# LA TAREA:
Resume en menos palabras el párrafo del documento que empieza con «Kaurismäki generalmente se detiene» y conserva sus ideas principales.

# DOCUMENTO:
Vidas propias soñadas, familias soñadas, relaciones soñadas, países soñados. Y, para colmo, sueños tontos de películas bobas pero que aún funcionan y surten efecto en nuestras mentes maleables y nuestra fragilidad de espíritu. Y más colmo: este mundo que nos avasalla con cosas sin palabras. El que las tiene quiere más, el que no las tiene las quiere, y todos las pagamos: en cuotas, con trabajo inaudito y hasta con cárcel. No es aquello de que cada cual tiene lo que se merece, y canjear al insatisfecho perpetuo y al que nada lo tiene, por el verbo aceptar (no es necesario explicar ideas que subestimen a los lectores).

Lo soñado, decía: para qué, por quién. Lo soñado que no sólo tiene que ver con el éxito personal y social, sino con las ficciones que nos hacemos de esos estadios oníricos confundidos con la vida.

¿Cuál es el país soñado, el exitoso? La lista es larga e interminable (otro saquito). Tuvimos a José Mujica haciéndole creer al mundo que Uruguay y su forma de vida, la de él y, por extensión, la de los uruguayos, eran el paraíso perdido, y todas las tapas de los periódicos del mundo compraron el cuento oriental. Quizá en esto de las máscaras fue una ficción útil (Nietzsche dixit), pero, desenmascarados y en asuntos de representación política y escénica, uno ya sabe que nada es lo que parece.

Es así con todo: ¿qué Finlandia íbamos o vamos a comprar? ¿Cuál convence más? ¿La de la mejor educación del mundo, o la de las películas de Aki Kaurismäki? Este cineasta, el más sensible de uno-de-los-países-más-desarrollados-del-mundo (no me acuerdo según qué índice), retrata, representa o ficcionaliza a la clase obrera de Helsinki, una clase siempre en lucha consigo misma, desempleada, de comida y habitaciones baratas; todos sus personajes, o la mayoría, son reconocibles en esa ciudad que uno no conoce pero que en verdad ya ha visto (basta un recorrido mínimo por los sitios obreros montevideanos para sentirse emparentado). Como si fuera poco, el cineasta declaró una vez en Uruguay (en una entrevista que le hizo María José Santacreu para Brecha) que el tango es finlandés, que había viajado en tiempos pretéritos desde Finlandia hacia el sur del mundo. ¿A quién le importa la patria autóctona del arte si ya es universal?

Kaurismäki generalmente se detiene en lo apacible y en la bondad de sus criaturas; las llena de vitalidad, las mira y escucha con ternura. No todos los sujetos de una clase son buenos, rebuscados, malos o perversos por completo, pero él elige ese punto de vista. Está de ese lado y lo muestra con transparencia, casi sin ambages.

Entonces, ¿qué éxito social? ¿No es el éxito, por dentro y por fuera, una gran mentira? ¿Quién construye la mejor ficción? ¿Qué máscara nos ponemos? Yo, por ahora, me abrigo con mi saquito y abro las compuertas para salvarme, “a nado, / de nuestro llanto”.

# BLOQUE DE DATOS:
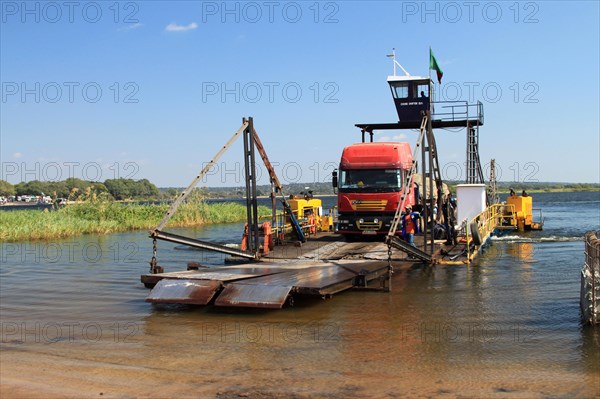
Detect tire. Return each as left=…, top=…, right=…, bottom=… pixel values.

# RESULTADO DEL EJERCICIO:
Kaurismäki se centra en lo apacible y en la bondad de sus personajes, a quienes retrata con vitalidad y ternura. Aunque no todos los miembros de una clase son del todo buenos o malos, él elige ese punto de vista y lo muestra con transparencia.